(Passage shown)

Hmm. Probably something to do with Windows and Ignition running as a service :confused:

I wonder if you’d have better luck with a tool like VisualVM

This thread suggests some potential workarounds… I guess it is a bit more difficult on Windows.

1 Like

I went and looked at the suggested thread. Seems like an entire project just to get java utilities to run under windows. Thanks for the suggestion though. Haven’t gone down the patch of VisualVM. Not sure what it is and what is required to install it. The target system is in production and will not tolerate a restart so if a system restart is required I can’t go down that path.

Another issue I might be encountering is that my JDK is not the identical version of the runtime environment version. It’s actually a bit higher version.

I wanted to get back to you on your jmap suggestion. I did finally get a heap dump using jmap. It just took some experimentation. I was able to use netstat - anon to locate the PID I needed to give jmap. The key is that you need your windows cmd window to be running as administrator. I used the command jmap -dump:file=C:\your path here\heapdump.bin - to generate the dump file which takes a lot of disk space. Basically the same size as your heap. Using jhat to analyze the file also took some experimentation. It turns out that jhat require a HUGE heap space for the analysis. By adding the -J-mx16G on the jhat command to give it 16 GB of heap it was finally able to analyze the file and generate its output. For a 4 GB heap it took nearly 30 minutes to generate the results.

Thanks for pointing me in the right direction.

Still working through support to locate the heap consumer.

Kevin,

What you describe is exactly what we’re dealing with over here. Windows server, gateway slowly takes more and more memory - though sometimes we’ve seen rapid changes to a much higher use regime, that stays essentially static.

Were you able to locate the problem, and were you able to fix it, and how, in both cases?

Unfortunately no, we have not gotten to a conclusion at this time. I’ve had a case open with Ignition support since mid-June on this issue. At first we were directed to change our garbage collector to G1GC and to increase the heap from 2 GB to 4 GB. It did change the shape of the heap memory trend a bit but did nothing for the original problem. Increasing heap space did nothing but extended the period between gateway restarts.

(End Passage shown)

● Exercises
1: In the Ignition memory thread above, print everything from "Thanks for pointing" down to "between gateway restarts.".
2: According to the Ignition memory thread, how long did jhat take to generate results for a 4 GB heap?
3: Finish out the next part of the Ignition memory thread, picking up after its last sentence.

(Record excerpts)

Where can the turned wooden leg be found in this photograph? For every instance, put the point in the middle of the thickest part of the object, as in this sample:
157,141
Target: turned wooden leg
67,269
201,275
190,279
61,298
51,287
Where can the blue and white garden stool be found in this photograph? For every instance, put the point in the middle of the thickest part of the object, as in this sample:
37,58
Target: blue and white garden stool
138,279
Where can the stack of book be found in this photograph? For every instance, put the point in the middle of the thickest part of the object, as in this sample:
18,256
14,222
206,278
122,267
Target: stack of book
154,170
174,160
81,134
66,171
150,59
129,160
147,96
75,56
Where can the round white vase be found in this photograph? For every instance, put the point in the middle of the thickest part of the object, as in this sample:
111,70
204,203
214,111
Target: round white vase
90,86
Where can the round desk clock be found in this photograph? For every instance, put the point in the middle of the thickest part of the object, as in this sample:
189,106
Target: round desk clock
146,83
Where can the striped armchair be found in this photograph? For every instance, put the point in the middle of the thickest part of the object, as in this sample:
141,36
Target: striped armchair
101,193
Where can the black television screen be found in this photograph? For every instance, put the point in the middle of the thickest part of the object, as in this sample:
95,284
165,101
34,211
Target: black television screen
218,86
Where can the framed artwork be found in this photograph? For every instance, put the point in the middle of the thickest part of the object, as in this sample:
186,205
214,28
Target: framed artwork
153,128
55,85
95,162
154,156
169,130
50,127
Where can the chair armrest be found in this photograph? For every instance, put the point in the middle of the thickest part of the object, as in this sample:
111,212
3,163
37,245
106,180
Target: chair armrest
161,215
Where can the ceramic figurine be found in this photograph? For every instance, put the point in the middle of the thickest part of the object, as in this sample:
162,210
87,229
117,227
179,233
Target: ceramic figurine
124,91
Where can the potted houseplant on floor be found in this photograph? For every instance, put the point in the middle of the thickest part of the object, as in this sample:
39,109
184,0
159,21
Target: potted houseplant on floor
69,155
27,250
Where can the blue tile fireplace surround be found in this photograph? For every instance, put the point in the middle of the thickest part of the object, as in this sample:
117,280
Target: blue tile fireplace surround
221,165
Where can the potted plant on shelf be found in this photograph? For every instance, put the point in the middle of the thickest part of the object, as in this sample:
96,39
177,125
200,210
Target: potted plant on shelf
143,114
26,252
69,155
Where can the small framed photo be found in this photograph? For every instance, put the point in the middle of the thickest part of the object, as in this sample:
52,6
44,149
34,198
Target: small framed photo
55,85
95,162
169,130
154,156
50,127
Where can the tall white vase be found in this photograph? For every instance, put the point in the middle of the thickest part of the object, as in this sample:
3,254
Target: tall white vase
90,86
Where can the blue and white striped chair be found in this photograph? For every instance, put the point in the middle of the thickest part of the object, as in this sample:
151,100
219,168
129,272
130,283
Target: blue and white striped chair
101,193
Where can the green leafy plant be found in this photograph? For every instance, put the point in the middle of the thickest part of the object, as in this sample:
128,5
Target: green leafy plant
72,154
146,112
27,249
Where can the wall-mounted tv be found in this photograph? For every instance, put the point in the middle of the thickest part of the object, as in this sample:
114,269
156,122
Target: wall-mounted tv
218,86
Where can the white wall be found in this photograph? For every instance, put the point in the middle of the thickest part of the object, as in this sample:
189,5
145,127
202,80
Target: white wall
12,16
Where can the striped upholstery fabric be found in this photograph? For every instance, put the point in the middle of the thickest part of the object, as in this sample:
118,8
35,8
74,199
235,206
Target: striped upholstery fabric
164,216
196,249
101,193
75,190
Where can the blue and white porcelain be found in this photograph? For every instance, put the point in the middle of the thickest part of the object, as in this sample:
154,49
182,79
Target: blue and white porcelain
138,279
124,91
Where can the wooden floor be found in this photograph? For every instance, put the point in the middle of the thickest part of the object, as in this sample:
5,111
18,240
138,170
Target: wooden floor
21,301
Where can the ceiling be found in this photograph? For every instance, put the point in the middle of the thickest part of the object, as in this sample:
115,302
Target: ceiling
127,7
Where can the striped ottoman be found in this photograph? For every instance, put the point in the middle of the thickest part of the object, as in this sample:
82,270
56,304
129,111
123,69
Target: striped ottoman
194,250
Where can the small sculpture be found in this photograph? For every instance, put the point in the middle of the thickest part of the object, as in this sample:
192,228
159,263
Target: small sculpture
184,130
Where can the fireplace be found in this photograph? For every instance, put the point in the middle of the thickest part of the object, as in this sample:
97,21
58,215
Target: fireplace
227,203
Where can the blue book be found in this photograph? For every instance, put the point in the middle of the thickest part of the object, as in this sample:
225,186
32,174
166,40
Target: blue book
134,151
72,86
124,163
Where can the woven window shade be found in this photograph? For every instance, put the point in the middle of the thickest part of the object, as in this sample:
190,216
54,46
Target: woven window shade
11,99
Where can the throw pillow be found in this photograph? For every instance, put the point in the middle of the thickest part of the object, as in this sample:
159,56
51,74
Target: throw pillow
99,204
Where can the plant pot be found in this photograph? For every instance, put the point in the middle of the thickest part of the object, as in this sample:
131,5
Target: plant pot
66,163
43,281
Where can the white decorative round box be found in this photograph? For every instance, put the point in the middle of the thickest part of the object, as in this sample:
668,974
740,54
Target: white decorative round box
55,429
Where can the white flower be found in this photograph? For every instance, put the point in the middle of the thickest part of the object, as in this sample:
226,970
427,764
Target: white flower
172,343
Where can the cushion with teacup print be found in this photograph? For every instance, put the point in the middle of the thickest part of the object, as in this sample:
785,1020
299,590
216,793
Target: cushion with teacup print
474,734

(End Record excerpts)

● Outputs in order
1:
Thanks for pointing me in the right direction.

Still working through support to locate the heap consumer.

Kevin,

What you describe is exactly what we’re dealing with over here. Windows server, gateway slowly takes more and more memory - though sometimes we’ve seen rapid changes to a much higher use regime, that stays essentially static.

Were you able to locate the problem, and were you able to fix it, and how, in both cases?

Unfortunately no, we have not gotten to a conclusion at this time. I’ve had a case open with Ignition support since mid-June on this issue. At first we were directed to change our garbage collector to G1GC and to increase the heap from 2 GB to 4 GB. It did change the shape of the heap memory trend a bit but did nothing for the original problem. Increasing heap space did nothing but extended the period between gateway restarts.

2: Nearly 30 minutes.

3:
I’ve gotten little else in response. I will occasionally get a response if I ping support asking for status as this has been ongoing now for 2 1/2 months.

I’ve sent multiple heap dumps from jmap.

Last contact I tried to see if there was a way to escalate the case due to its longevity. I was told there is no escalation process in place. I was also told that I would get better response if I called rather than exchanging email. I don’t understand that but keep it in mind if you open a case in the future.

I’m currently experimenting with the notion that if I get away from the Run Always SFC that possibly the garbage collector might be able to do a better job of cleanup. The jury is still out on that experiment as I’ve only had the new solution in operation for 4 days in our office and it takes longer than that do tell if there is an improvement.

I certainly would like to hear that somebody is actively investigating this issue.

My particular application is socket based. It is using the socket functionality of python/java. I’ve read a number of articles that seem to indicate that special handling is required for the byte buffers used by the java socket implementation. I was wondering if that might be where my problem lies. The heap dump show a huge allocation for java socket related classes.

That might explain support’s inability to help. If you are rolling your own sockets, you are responsible for all of the related object lifetimes, many of which require explicit close operations to clean up. (Every single socket opened should be managed by a single thread that guarantees closure with a try-finally construct.)

I have taken every action imaginable for destruction/disposing of these socket related items. The connection is being shutdown, closed, and deleted on every use.

Does this mean you are opening these connections often? Does the protocol require new connections often? Is there any reason you aren’t using a long-lived socket with an assigned thread? Are you using Netty and not explicitly releasing its ByteBufs?